Blog Modeling subscription revenue

Modeling subscription revenue

Claire Carroll

Jan 17, 2020

If you're a data analyst at a SaaS company or an ecommerce business with a subscription component, it is inevitable that you will be asked to analyze metrics like churn, upgrades, and downgrades. These data points help the business understand the health of your subscriber base, specifically:

The health of your subscriber base even when you have seasonality in renewals (since you amortize your revenue over months)
The source of revenue changes: new customers, upgrades, downgrades, churns, or reactivations
The value of a customer based on how long a given user keeps paying you money: customer lifetime value, average contract value

Frequently, this is called Monthly Recurring Revenue (MRR) analysis, with the output looking something like this:

Sometimes, analysts build an MRR dashboard by writing queries on top of raw data. Over time, these queries can become complicated and unwieldy, with logic repeated in multiple places. Our dashboard instead selects from a data model: a table that contains transformed data, and is ready for analysis. As a result, the queries in our dashboard are really simple -- here's one to calculate the number of customers and total MRR for each month:

select
  date_month,
  sum(is_active::integer) as customers,
  sum(mrr) as mrr,
from analytics.fct_mrr
group by 1

Building the dashboard on top of a data model, rather than raw data, offers a number of benefits:

Your business logic is codified: Every business is unique, and the way your business defines a churn is likely to be subtly different to another business. By building a data model that contains this business logic, you're able to ensure everyone in your business is using the same definition.
You only have to transform your data in one place: Chances are, your source data for subscriptions isn't perfect. You might need to clean it up, for example casting empty strings to NULL values. Or you may need to change the grain of your tables, for example change a table with one record per subscription with start and end dates, to one record per active month. By doing this in an upstream data model, you won't need to repeat work when building similar analyses, or in different BI tools.
Your assumptions about your data model can be tested: By building data models in dbt, you can explicitly list and then test any assumptions you're making about your data. For example, if your back-end team tells you that a customer can't have two active subscriptions at once, it's a good idea to add a test to validate that (here's an example).
Business users can more easily explore the data: If churns looked a little high this month, business users can jump in and write some simple SQL to understand which accounts churned, without getting overwhelmed by complex data.

The MRR data model

Every chart on this dashboard selects from a data model. This model has one record per customer per month (often referred to the "grain" of a model). Each record has the associated monthly recurring revenue (MRR), as well as a change category, which describes the revenue for a customer compared to last month.

date_month	customer_id	mrr	mrr_change	change_category
2018-11-01 00:00:00.000	1	50	50	new
2018-12-01 00:00:00.000	1	50	0
2019-01-01 00:00:00.000	1	50	0
2019-02-01 00:00:00.000	1	0	-50	churn
2019-03-01 00:00:00.000	1	0	0
2019-04-01 00:00:00.000	1	50	50	reactivation
2019-05-01 00:00:00.000	1	50	0
2019-06-01 00:00:00.000	1	75	25	upgrade
2019-07-01 00:00:00.000	1	75	0
2019-08-01 00:00:00.000	1	0	-75	churn
…	…	…	…	…

The change categories are worth going through here:

new: the customer is a new customer that has not had a previous subscription
churn: last month the customer paid for a subscription, but this month is not. A customer can churn many times
upgrade: the customer has increased their usage and is now paying you more money per month
downgrade: the customer has decreased their usage and is now paying you less money per month
reactivation: a previously churned customer has started subscribing again

If you're ready to dive straight into a dbt project to see how this is done, check out our sample MRR project here. Otherwise read on for a more in depth explanation.
-.-.-
◆ Requests:
1. Summarize the article on modeling subscription revenue in two sentences.
2. Write what comes next in the article on modeling subscription revenue, starting after its last sentence.

◆ Source data:
-.-.-
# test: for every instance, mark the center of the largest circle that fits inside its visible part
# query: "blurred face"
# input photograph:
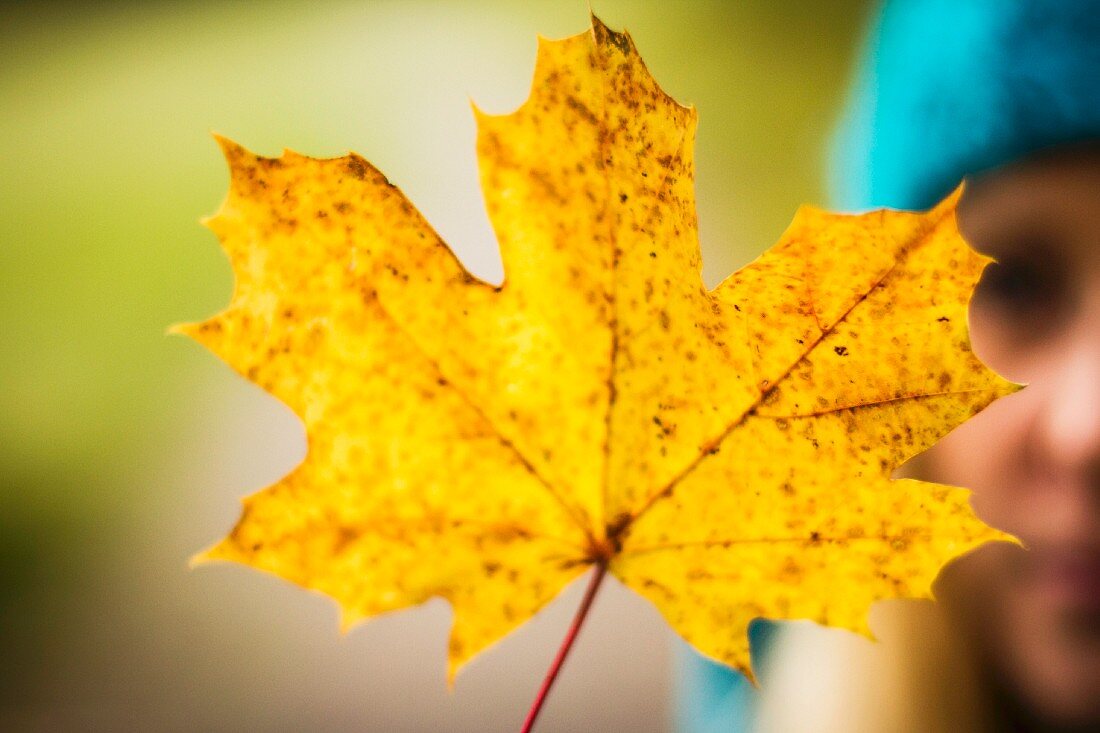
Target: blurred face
-.-.-
◆ Outputs for the tasks:
1. Analysts at subscription businesses are routinely asked to analyze churn, upgrades, and downgrades, and the article recommends building the MRR dashboard on a data model rather than raw data so that business logic is codified, transformations happen in one place, assumptions can be tested, and business users can explore the data easily. The model it describes has one record per customer per month, holding the monthly recurring revenue and a change category of new, churn, upgrade, downgrade, or reactivation.

2.
How to model subscription revenue data

Step 1: Gather your required data sources

Before you can transform data, you need to have it in your warehouse. Subscription data can take one of many structures depending on your source system -- here's some common ones:

A table of subscription periods, with start and end dates
A table of monthly invoices, with the invoice amount representing the subscription value
A table of change events, such as upgrades, downgrades, and cancellations

For the purpose of this playbook, we're going to use a table of subscription periods.

subscription_id	customer_id	start_date	end_date	monthly_amount
1	1	2018-11-01	2019-02-01	50
2	1	2019-04-01	2019-06-01	50
3	1	2019-06-01	2019-08-01	75

If your subscription data looks different to this, use dbt to transform it into this shape.

Fortunately, our data also happens to be extremely clean:

Each customer can only have a single active subscription at a time
The start and end date for each subscription is at the start of the month

We even confirmed that our assumptions are true by applying some dbt tests!

Step 2: Date spine subscriptions to have one record per customer per month

Required SQL technique: date spining | Required dbt technique: packages

Since we want to look at the change month-by-month, we need to fan out our subscriptions to have one record per month, rather than one record per active subscription:

date_month	customer_id	monthly_amount
2018-11-01	1	50
2018-12-01	1	50
2019-01-01	1	50
2019-04-01	1	50
2019-05-01	1	50
2019-06-01	1	75
2019-07-01	1	75
…	…	…

Typically, we do this by joining to a table of "months":

select
  months.date_month,
  subscriptions.customer_id,
  subscriptions.subscription_id,
  susbcriptions.monthly_revenue
  
from subscriptions
  
inner join months
  -- all months after start date
  on  months.date_month >= customers.date_month_start
  -- and before end date
  and months.date_month <= customers.date_month_end

We use the date_spine macro from the dbt-utils package to generate a table of all months.

But hold up, our customer didn't have a subscription between February (2019-02-01) and April (2019-04-01), and we want to capture that as a "churn" and "reactivation"!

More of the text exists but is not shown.